RAW RECORDS.
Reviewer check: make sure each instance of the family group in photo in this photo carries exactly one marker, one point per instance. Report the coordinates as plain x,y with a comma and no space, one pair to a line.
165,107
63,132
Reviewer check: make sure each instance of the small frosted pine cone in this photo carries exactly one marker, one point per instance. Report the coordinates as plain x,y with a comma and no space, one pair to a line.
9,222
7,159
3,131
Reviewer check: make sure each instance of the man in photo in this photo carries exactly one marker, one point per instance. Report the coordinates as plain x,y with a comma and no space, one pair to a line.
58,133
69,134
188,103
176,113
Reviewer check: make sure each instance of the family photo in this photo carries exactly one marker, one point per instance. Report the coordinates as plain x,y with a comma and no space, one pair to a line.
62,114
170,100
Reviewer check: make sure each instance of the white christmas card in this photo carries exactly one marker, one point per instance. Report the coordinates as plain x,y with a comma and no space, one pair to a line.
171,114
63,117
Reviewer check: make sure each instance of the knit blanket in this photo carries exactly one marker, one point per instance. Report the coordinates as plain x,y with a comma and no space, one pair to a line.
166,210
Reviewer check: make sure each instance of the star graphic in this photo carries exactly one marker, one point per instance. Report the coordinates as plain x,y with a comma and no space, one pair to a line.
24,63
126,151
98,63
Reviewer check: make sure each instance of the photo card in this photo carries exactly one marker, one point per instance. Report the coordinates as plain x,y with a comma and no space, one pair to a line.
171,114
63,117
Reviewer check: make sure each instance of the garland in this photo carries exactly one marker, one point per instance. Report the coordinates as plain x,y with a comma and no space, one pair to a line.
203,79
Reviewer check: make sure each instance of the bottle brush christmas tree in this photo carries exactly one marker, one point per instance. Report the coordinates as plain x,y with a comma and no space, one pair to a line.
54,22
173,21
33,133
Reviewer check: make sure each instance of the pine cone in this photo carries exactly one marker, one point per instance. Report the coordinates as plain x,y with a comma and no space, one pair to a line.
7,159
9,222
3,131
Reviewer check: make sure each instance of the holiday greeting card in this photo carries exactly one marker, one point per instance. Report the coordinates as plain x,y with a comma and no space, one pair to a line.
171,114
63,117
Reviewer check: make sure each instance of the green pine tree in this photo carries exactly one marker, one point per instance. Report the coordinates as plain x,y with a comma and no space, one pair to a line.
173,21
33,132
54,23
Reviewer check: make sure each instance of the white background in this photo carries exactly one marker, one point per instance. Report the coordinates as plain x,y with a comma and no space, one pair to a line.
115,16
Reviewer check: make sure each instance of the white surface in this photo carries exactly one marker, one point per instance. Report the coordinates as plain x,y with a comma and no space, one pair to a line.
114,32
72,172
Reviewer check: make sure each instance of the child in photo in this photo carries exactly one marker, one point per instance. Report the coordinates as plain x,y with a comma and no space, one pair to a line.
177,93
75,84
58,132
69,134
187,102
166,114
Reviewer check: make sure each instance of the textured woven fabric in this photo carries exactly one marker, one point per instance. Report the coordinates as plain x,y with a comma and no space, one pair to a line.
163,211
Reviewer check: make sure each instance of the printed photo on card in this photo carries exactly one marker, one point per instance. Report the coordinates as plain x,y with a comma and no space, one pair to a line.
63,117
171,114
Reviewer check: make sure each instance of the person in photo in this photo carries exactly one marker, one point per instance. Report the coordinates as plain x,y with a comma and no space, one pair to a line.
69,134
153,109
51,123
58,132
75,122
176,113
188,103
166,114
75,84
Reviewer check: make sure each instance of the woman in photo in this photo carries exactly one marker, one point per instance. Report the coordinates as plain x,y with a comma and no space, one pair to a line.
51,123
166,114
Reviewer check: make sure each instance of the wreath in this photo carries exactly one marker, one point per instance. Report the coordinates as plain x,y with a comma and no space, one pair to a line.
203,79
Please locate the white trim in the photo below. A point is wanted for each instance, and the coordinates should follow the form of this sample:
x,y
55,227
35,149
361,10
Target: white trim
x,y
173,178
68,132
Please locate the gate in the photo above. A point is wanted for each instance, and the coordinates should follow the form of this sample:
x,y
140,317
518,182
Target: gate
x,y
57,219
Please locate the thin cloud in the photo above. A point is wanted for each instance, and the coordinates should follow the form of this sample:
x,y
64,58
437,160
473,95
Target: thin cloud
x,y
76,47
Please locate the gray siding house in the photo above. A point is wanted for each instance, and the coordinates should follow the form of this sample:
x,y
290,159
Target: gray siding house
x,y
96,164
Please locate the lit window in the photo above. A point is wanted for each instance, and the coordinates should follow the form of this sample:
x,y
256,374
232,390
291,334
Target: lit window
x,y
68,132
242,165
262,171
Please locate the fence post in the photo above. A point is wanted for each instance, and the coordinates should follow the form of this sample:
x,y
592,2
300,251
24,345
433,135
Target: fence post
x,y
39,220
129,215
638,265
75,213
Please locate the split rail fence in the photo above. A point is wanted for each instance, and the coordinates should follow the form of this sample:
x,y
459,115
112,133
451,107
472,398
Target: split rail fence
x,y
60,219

EXERCISE INSTRUCTIONS. Reproduce all of the records above word for word, keeping every line unchanged and in its original order.

THE SOLUTION.
Reviewer check: make sure each instance of the family group in photo in this photo carries exactly one marker, one point per instance. Report the coordinates as plain x,y with a comma and no space, one pair to a line.
165,107
63,132
Reviewer check: make sure each instance of the small frosted pine cone in this photo carries exactly one marker, one point per instance. Report the coordinates as plain x,y with a comma and no space, one pair to a line.
9,222
7,159
3,131
Reviewer check: make sure each instance of the man in photo in this photo carries exactly one marker, one point per instance. Report the coordinates as plain x,y with a comma and no space, one pair to a line.
58,133
69,134
188,103
176,113
Reviewer check: make sure each instance of the family photo in this photo carries exactly one marker, one point per instance. Report the coordinates as plain x,y with a comma and no space, one pair to a line.
62,114
170,100
Reviewer check: make sure each instance of the white christmas card in this photo carries exactly one marker, one point per instance. Report the coordinates as plain x,y with a comma and no space, one pair to a line.
171,114
63,117
Reviewer check: make sure each instance of the knit blanket in this photo carries exactly one marker, one point per instance. Report the coordinates as plain x,y with a comma and no space, one pair to a line.
166,210
Reviewer check: make sure each instance of the star graphic in this photo carries exactly one marker, one point per instance. Report the coordinates as plain x,y with a comma and no space, one pair to a line.
24,63
126,151
98,63
Reviewer check: make sure each instance of the photo card in this photo carries exactly one marker, one point per instance. Report the coordinates as plain x,y with a comma and no space, one pair to a line.
171,114
63,117
Reviewer check: make sure each instance of the garland in this photo carries exactly one marker, one point per instance. Report the coordinates as plain x,y with a comma and no space, one pair to a line.
203,79
Reviewer check: make sure each instance of the bottle brush christmas tree in this photo carries exactly one marker, one point per instance. Report the coordinates as plain x,y with a comma and no space, one pair to a line.
54,22
173,21
33,133
Reviewer check: make sure each instance of the pine cone in this photo carries exactly one marker, one point per instance. Report the coordinates as plain x,y with a comma and no space, one pair to a line.
7,159
9,222
3,131
Reviewer check: make sure each instance of the holiday greeting card in this photo carries exactly one marker, one point per instance. Report the coordinates as plain x,y with a comma and no space, one pair to a line.
171,114
63,117
Reviewer check: make sure each instance of the green pine tree in this photo carries exactly one marker, one point per instance. Report the coordinates as plain x,y with a comma and no space, one pair to a line.
173,21
33,132
54,23
Reviewer check: make sure each instance of the white background in this photo carries exactly one marker, one point per instance. Report the coordinates as plain x,y with a comma and no space, one pair to a line.
115,16
Reviewer check: make sure each instance of the white surface in this photo carries exactly one marker, one point per instance. Report the coordinates as plain x,y with a comma and no space, one pair to a line.
114,32
72,172
Reviewer check: make sure each instance of the child in photo in this photo carries exactly one marker, one point per instance. Report the coordinates as plain x,y with a comma and no space, one pair to a line.
177,93
75,84
58,132
69,134
187,102
166,114
Reviewer check: make sure each instance of the textured woven fabric in this photo carries exactly one marker, one point per instance. Report the coordinates as plain x,y with a comma and no space, one pair to a line.
163,211
Reviewer check: make sure each instance of the printed photo on card in this photo carries exactly one marker, one point per instance. Report the coordinates as plain x,y with a comma and no space, one pair to a line.
63,117
171,114
Reviewer check: make sure each instance of the person in photo in this photo carries exactly one marker, one point per instance. Report the coordinates as plain x,y with a comma and no space, one pair to a line.
69,134
153,109
51,123
58,132
75,122
176,113
188,103
166,114
75,84
Reviewer check: make sure each instance of the woman in photo in this photo carries exactly one marker, one point per instance. Report the coordinates as plain x,y with a comma and no space, one pair to a line.
51,123
166,114
Reviewer check: make sure each instance of the wreath in this photo carries exactly one marker, one point per instance. Report the coordinates as plain x,y with a comma and no space, one pair to a line.
203,79
Please locate the white trim in the photo below. A point is wanted for each instance, and the coordinates should follow the form of this sample:
x,y
55,227
35,149
361,10
Target: white trim
x,y
173,178
68,132
Please locate the gate in the photo above. A point is wanted for each instance, and the coordinates should follow the form of this sample:
x,y
140,317
518,182
Target: gate
x,y
57,219
Please locate the thin cloud in the photo above. A point is wanted for each instance, and the coordinates should follow the form of this sample:
x,y
64,58
437,160
473,95
Target: thin cloud
x,y
76,47
Please locate the gray siding house in the photo above. A point is wanted for each instance, and the coordinates should follow the form of this sample:
x,y
290,159
Target: gray siding house
x,y
96,164
Please locate the lit window in the photo above. A point is wanted for each instance, and the coordinates should follow the form of this sample:
x,y
256,374
232,390
291,334
Target: lit window
x,y
68,132
242,165
262,171
Please locate the fence post in the photo above. A point is wanted for each instance, and the coordinates should follow the form of this sample:
x,y
592,2
300,251
24,345
433,135
Target: fence post
x,y
39,220
129,215
638,265
75,213
Please locate the split rail fence in the photo above. A point is wanted for each instance, and the coordinates should follow the form of this sample:
x,y
459,115
112,133
451,107
472,398
Target: split rail fence
x,y
60,219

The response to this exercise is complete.